BEGIN
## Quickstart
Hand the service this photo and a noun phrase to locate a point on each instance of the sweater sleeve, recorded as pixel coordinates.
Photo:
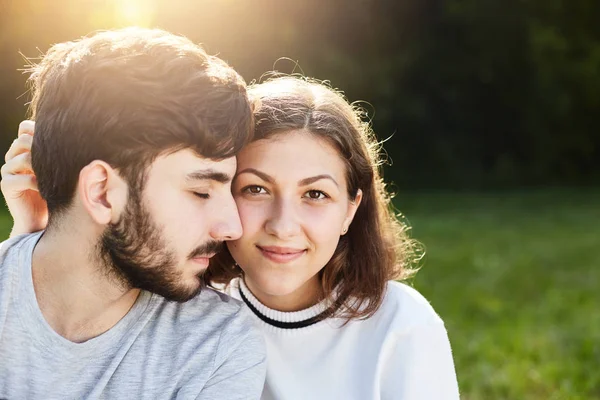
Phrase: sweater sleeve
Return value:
(419, 365)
END
▸ EXERCISE
Drop the images and quote the entries word for word.

▸ RESPONSE BELOW
## Quickstart
Hand the service this photo and a noun phrase to locate a point on each instance of the sweater sleeve, recorded as pixel coordinates.
Photo:
Phrase: sweater sleeve
Return value:
(419, 365)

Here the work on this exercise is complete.